— AIM —
Return, unchanged, the part of the material that opens with the line containing "for the electric" and closes with the line containing "90,448,640,755", both of those lines included. Leave the pictures out of your answer.

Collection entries

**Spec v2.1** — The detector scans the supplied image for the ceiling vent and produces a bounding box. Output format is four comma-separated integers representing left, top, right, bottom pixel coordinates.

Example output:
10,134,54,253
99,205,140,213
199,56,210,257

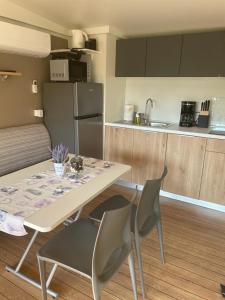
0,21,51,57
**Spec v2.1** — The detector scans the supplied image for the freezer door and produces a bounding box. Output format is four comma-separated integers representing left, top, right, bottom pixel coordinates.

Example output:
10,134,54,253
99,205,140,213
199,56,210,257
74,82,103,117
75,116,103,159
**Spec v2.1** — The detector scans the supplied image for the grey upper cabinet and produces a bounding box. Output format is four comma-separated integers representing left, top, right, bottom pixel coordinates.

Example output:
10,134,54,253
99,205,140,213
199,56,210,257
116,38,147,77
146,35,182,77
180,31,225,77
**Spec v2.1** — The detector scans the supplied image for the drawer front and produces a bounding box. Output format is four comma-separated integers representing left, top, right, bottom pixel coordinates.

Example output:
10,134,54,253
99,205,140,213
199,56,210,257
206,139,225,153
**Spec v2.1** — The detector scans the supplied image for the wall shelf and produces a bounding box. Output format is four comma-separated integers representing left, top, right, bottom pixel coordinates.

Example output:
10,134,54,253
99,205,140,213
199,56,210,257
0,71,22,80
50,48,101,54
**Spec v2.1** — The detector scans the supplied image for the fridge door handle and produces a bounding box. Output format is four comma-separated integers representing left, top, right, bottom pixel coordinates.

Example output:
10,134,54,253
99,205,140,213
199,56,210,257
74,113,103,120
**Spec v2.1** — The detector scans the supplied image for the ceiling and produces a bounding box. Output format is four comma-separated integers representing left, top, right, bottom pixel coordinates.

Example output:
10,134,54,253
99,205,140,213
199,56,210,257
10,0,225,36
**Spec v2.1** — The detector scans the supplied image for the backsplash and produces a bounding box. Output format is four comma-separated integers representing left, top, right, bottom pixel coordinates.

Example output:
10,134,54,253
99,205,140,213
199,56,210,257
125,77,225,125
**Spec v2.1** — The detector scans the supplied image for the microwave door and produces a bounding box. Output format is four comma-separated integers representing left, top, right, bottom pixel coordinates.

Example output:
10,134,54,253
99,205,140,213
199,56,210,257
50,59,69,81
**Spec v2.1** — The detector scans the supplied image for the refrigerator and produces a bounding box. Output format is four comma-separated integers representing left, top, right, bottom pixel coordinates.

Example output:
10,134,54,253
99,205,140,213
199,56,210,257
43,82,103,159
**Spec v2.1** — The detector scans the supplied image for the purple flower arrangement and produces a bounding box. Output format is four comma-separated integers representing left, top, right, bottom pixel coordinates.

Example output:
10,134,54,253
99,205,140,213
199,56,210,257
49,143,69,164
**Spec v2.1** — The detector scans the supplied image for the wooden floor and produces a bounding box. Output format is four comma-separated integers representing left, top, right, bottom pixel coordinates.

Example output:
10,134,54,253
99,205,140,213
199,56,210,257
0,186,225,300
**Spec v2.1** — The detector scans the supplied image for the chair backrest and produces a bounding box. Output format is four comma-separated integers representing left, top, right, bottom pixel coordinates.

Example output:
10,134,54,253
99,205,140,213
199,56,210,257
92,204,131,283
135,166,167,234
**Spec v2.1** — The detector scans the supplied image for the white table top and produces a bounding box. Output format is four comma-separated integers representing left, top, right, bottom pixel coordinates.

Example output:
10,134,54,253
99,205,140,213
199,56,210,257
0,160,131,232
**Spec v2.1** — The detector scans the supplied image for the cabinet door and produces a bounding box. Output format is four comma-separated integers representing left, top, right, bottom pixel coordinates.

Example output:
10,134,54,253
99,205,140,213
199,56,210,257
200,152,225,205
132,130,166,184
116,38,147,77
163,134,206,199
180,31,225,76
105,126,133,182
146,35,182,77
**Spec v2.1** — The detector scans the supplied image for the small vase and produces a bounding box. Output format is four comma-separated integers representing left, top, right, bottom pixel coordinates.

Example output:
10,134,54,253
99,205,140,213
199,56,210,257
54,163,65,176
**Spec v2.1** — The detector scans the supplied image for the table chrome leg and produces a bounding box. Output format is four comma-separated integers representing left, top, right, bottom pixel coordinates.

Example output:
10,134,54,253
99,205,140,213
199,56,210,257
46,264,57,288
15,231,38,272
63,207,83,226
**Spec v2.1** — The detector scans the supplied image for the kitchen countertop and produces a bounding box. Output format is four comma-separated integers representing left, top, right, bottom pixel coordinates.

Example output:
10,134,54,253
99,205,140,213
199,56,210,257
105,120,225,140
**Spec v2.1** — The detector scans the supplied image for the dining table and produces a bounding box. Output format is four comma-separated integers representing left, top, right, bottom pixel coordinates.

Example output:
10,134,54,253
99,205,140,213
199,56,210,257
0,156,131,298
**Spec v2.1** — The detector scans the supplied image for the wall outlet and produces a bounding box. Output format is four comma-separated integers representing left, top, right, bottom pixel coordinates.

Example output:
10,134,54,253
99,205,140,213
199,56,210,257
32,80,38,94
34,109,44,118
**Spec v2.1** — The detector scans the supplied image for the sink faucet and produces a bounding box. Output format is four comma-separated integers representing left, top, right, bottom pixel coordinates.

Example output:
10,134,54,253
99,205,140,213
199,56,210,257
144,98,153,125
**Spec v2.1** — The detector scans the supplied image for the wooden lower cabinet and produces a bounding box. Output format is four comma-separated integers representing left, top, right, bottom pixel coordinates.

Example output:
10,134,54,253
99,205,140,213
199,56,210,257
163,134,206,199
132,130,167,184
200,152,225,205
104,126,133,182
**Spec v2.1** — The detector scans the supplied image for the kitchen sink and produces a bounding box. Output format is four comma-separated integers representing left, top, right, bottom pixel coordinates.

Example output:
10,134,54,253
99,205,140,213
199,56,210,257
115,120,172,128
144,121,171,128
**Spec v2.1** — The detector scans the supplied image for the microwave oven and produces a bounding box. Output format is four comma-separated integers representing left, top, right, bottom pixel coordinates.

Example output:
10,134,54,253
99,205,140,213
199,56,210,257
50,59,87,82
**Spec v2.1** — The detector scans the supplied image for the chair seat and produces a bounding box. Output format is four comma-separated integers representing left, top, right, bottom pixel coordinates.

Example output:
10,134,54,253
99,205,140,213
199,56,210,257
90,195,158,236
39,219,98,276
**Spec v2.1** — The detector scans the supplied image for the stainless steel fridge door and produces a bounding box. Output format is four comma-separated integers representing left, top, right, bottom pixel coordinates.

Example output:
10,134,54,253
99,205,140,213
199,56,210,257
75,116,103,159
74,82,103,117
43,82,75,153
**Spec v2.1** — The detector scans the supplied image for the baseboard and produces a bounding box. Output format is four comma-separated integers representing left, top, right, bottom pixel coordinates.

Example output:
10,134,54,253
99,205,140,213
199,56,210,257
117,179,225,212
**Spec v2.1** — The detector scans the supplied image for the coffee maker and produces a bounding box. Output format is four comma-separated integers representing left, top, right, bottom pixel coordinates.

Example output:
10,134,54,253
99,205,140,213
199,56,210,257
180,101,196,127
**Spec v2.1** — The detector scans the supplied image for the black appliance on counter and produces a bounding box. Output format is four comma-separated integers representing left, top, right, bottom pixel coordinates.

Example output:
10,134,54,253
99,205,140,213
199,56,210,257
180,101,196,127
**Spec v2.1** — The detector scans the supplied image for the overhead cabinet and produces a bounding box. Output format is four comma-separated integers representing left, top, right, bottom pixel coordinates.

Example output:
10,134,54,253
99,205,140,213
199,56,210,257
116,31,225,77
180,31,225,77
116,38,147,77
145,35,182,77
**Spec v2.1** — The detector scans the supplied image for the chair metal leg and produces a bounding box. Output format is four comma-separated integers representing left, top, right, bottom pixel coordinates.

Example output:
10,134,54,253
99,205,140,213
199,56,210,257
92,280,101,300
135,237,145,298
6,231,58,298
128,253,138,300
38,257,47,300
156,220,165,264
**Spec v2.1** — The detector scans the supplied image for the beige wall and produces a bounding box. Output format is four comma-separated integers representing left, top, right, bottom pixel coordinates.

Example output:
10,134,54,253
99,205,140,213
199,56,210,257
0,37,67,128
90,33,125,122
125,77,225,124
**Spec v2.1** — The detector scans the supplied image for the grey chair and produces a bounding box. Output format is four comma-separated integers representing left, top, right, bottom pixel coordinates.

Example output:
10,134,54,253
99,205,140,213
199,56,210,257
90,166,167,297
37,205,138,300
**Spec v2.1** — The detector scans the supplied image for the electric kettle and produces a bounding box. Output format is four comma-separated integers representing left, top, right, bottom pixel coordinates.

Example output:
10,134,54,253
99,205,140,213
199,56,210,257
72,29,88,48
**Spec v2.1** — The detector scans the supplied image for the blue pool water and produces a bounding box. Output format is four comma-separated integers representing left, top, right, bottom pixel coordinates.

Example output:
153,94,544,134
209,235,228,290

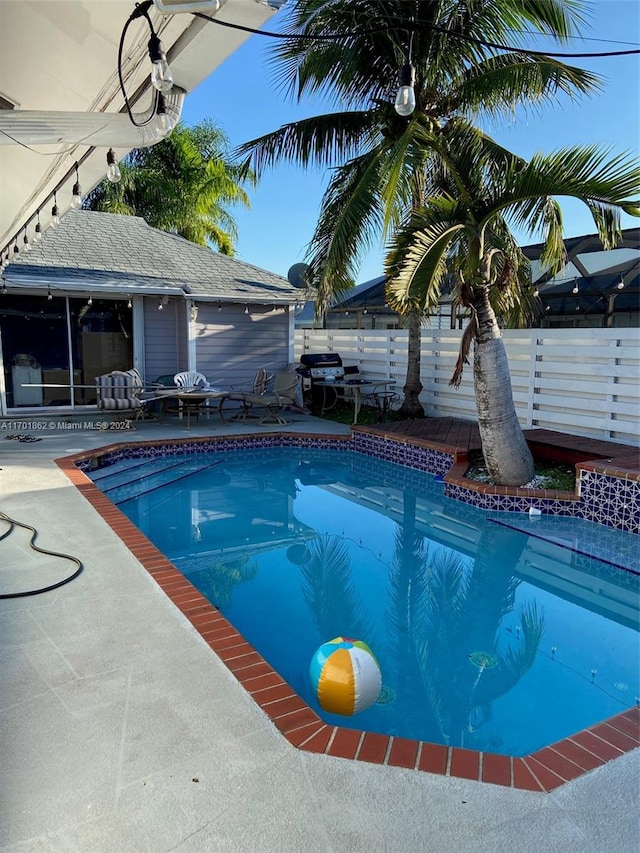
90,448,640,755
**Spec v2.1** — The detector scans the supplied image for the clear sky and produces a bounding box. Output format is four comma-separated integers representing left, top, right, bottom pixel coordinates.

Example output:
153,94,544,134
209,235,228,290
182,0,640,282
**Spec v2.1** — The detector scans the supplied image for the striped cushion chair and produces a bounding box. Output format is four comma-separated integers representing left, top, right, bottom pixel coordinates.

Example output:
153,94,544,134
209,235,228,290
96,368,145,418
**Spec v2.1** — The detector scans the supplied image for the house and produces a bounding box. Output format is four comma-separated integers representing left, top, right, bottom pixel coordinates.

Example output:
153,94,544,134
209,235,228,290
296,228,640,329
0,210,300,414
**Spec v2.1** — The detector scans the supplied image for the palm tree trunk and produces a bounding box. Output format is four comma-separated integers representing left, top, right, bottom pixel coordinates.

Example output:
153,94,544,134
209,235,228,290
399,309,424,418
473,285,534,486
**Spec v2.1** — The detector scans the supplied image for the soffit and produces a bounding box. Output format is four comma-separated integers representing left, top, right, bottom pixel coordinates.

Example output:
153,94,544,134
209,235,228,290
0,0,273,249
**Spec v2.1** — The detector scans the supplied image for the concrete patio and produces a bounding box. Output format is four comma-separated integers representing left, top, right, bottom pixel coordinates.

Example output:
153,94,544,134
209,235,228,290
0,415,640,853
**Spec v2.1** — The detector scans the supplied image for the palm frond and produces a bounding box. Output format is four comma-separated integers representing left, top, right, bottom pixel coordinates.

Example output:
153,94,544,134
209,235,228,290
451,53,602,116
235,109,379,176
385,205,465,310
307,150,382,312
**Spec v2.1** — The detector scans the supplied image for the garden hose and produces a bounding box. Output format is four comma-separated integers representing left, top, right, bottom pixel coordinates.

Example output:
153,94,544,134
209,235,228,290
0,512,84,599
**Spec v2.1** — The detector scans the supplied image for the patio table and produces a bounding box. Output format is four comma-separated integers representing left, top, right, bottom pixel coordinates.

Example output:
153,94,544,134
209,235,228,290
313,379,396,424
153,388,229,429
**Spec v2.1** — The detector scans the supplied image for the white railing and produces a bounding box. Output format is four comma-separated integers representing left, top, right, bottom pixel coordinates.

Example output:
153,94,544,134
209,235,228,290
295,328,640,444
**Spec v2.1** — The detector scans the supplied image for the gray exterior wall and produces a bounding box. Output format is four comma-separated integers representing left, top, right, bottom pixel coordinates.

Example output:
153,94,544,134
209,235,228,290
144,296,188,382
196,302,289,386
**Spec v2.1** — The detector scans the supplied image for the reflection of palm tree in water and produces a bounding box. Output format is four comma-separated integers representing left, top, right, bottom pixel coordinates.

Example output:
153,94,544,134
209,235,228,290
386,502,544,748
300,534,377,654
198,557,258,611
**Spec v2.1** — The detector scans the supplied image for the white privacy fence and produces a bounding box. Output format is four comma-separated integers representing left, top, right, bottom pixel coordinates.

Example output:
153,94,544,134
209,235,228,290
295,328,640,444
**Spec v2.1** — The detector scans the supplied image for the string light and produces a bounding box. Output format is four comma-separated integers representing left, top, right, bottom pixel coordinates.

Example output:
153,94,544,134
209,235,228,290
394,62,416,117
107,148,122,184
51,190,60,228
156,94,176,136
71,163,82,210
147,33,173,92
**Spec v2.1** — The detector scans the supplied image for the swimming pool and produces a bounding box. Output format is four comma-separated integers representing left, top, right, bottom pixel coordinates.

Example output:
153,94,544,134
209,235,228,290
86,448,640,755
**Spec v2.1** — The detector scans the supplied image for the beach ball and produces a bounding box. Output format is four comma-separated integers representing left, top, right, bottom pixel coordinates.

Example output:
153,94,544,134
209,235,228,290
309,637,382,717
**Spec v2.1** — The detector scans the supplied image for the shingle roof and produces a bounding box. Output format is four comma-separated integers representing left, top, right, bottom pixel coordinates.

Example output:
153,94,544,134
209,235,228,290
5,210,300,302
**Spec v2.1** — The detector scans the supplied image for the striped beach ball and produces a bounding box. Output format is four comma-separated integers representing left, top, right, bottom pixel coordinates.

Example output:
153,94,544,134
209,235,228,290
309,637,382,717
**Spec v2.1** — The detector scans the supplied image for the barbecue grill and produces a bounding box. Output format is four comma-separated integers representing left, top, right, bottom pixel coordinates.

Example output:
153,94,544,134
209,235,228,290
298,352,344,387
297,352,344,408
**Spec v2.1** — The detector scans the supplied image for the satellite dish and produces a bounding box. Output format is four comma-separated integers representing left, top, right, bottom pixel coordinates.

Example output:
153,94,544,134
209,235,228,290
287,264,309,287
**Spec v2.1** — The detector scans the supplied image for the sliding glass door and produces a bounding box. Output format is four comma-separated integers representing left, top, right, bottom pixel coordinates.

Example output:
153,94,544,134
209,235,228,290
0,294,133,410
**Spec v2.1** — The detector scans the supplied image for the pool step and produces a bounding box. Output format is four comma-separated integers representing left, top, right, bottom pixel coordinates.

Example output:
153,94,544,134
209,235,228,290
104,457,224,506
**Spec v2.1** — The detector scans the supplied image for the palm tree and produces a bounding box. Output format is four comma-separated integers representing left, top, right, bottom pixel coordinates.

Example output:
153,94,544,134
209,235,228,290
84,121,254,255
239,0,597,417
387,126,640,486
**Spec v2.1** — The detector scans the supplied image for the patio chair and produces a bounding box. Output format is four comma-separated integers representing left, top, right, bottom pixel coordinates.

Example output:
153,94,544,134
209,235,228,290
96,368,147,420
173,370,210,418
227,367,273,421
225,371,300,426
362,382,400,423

— ANSWER FOR THE TASK —
**Spec v2.1** — The detector scans the supplied image for the electric kettle and produces a bounding box. Output format is four comma-separated integers representing left, top, right, bottom pixel coordinates.

Example output:
10,134,54,253
99,205,140,213
199,56,210,257
72,29,88,48
**Spec v2.1** — The detector scans the supplied image for the blue pool water and produces a bounding box. Output format is four comma-separated integers representing left, top, right, bottom pixel coordinates.

Example output:
153,94,544,134
209,235,228,290

90,448,640,755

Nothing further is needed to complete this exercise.